[Job 1]:
Decide whether each statement agrees with the passage on Chicago hangings, and answer yes or no, citing the deciding words of the passage. (a) Illinois outlawed public hangings shortly after the Staub execution. (b) Private hangings at the prison at Illinois and Dearborn went on until 1937. (c) A really good twentieth-century hangman could take a prisoner from the cell to death in thirty seconds or less.
[Job 2]:
Please resume the passage on Chicago hangings from its last sentence and carry it further.
(Given text)
As large as the crowd was, the majority of the public (or at least the majority of the government) seemed to be on the reporters’ side. Shortly after the Staub execution, public hangings were outlawed in the state of Illinois, and henceforth they were carried out in private, first in the old courthouse and then in the prison at Illinois and Dearborn, where they continued until 1927.
The Mysterious Chicago “Hangings in Chicago” tour tells the stories of crimes that led men to the gallows (or very nearly did), plus stories of what happened there. It’s a grim look at a custom – a relic of barbarianism really – that was once very much a part of the fabric of the city, but which has now been done away with (and good riddance, if you ask me).

 

The Chicago Frankenstein Experiment, 1882

I spoke with The RedEye this week about haunted Chicago spots, and an article on their webpage today speaks about about the site of the gallows. Here’s a classic story from the site: 

In the 20th Century, executioners in many parts of the world modernized the process by which convicts were hanged. Weights and measurements were taken, and much of the pomp and ritual was taken out of the proceedings. A really good hangman could get a prisoner from inside the cell to dead at the end of the rope in thirty seconds or less.
(End Given text)
(Excerpted records)
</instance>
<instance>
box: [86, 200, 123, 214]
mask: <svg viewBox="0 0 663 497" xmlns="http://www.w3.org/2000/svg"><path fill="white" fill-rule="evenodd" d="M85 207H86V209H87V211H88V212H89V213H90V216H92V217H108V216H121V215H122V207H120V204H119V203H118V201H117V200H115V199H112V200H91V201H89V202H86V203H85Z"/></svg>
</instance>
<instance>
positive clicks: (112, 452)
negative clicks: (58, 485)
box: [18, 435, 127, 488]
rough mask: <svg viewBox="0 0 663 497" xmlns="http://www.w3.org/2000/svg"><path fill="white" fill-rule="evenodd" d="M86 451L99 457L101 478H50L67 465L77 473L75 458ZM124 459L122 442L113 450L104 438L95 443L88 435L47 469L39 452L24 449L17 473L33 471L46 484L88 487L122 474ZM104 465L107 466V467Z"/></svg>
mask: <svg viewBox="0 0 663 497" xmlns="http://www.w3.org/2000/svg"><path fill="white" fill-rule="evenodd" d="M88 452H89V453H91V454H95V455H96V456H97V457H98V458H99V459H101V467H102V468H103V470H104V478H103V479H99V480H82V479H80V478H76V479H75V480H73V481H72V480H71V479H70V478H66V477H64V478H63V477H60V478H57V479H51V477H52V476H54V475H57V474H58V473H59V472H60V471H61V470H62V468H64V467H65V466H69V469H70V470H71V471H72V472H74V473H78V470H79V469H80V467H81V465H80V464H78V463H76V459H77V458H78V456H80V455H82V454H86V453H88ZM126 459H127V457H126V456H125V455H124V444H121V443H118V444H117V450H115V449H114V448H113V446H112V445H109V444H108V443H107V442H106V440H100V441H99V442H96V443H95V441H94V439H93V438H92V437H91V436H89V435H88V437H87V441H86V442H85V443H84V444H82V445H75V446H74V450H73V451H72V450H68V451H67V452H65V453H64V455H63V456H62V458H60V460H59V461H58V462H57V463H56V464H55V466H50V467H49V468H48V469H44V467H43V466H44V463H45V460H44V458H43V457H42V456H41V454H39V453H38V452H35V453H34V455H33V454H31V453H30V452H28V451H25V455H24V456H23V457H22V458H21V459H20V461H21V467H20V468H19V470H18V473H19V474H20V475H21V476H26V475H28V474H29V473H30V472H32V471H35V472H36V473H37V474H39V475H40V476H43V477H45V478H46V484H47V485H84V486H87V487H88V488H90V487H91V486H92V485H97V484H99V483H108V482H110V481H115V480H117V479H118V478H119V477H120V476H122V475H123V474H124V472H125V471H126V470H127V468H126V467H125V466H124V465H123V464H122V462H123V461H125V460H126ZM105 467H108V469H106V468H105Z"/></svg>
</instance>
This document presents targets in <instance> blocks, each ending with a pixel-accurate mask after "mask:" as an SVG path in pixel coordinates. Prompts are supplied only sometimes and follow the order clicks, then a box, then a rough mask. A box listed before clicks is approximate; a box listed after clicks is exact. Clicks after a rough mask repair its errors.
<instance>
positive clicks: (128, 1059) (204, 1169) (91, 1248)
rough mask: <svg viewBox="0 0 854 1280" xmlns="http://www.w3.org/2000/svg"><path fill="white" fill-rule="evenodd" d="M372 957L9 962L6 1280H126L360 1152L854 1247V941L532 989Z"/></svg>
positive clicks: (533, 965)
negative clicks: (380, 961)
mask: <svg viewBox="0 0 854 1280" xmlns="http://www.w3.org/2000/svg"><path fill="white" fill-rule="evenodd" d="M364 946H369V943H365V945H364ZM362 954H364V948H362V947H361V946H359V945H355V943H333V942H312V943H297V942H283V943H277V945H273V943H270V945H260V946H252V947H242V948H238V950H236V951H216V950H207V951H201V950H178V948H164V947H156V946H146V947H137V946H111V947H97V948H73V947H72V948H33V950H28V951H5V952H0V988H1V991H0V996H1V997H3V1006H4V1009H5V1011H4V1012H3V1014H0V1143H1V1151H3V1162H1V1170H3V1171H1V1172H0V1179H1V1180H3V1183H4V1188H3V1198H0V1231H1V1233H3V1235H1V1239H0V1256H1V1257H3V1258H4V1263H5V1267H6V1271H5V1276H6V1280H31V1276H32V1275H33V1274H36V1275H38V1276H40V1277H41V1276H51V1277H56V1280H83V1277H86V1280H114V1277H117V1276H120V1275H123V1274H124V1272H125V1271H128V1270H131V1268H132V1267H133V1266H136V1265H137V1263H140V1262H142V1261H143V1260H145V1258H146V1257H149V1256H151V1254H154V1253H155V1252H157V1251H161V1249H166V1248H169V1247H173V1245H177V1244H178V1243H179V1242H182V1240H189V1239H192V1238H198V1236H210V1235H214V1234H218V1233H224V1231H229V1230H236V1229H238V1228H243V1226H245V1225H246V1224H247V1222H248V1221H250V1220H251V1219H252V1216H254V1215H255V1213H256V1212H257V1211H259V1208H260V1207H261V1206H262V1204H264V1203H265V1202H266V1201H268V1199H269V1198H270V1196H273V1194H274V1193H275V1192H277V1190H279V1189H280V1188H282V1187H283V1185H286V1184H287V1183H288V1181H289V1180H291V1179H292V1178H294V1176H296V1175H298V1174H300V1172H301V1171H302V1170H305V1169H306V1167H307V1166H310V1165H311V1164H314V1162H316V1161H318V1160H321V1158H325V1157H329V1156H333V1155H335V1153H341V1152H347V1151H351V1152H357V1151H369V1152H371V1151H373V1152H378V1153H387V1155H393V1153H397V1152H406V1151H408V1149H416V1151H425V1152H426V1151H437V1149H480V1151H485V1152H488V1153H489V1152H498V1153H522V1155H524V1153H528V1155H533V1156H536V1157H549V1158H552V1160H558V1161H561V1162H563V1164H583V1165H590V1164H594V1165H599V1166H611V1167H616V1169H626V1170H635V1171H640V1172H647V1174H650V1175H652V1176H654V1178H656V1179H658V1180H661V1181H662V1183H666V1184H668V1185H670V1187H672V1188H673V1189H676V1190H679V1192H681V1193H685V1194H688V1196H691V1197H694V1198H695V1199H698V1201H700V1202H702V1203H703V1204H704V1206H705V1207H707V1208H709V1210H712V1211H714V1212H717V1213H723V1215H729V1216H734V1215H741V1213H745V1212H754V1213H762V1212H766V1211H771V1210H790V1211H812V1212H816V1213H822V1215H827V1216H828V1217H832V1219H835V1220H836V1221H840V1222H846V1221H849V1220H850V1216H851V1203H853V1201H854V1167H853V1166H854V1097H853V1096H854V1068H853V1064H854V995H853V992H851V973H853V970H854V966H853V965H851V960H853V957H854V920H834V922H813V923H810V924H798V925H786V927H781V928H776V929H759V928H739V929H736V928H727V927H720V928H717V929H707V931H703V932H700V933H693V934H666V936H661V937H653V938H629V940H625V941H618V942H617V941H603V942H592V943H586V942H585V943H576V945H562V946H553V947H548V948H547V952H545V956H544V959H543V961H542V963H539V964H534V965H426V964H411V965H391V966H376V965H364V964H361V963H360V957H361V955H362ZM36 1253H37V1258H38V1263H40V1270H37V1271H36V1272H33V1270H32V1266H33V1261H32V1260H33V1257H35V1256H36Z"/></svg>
(End Excerpted records)
[Task result 1]:
(a) Yes: "Shortly after the Staub execution, public hangings were outlawed in the state of Illinois"
(b) No: "where they continued until 1927"
(c) Yes: "A really good hangman could get a prisoner from inside the cell to dead at the end of the rope in thirty seconds or less."

[Task result 2]:
Chicago in the 19th century was not so scientific. Though state laws prohibiting public executions were enacted after only a few hangings had taken place locally, newspaper reporters were usually present (and, occasionally, hundreds of people managed to get a pass, as well). There was still a grim death march, and convicts were expected to make a speech. The executions were seldom quick and painless – it was fairly common for prisoners to take twenty minutes until they were completely dead. And even then, there were often doubts.
A tale from our book on hangings in Chicago:


And so, in 1882, an experiment was tried. When James Tracy was convicted of murder after shooting a man during a burglary, he was a remarkably good sport about the whole execution, even though he insisted that he was innocent. He stood on the scaffold and said “I thin it’ll hold me,” then shouted “Good-bye, kids!” to other prisoners, with whom he’d become quite popular. He spent the morning signing autograph cards with his birth day and death day added under the signature.  On the scaffold, before the reporters and officials, he said, “I have no statement to make further than the fact that I am innocent. In a few moments I shall stand before my Maker. Were any man under these circumstances guilty, he would acknowledge it. Innocent as I am, I have no fear to die. I die an innocent man. Truth is mighty and will prevail. I have done.”

It was when they took his body down after the hanging that things got weird.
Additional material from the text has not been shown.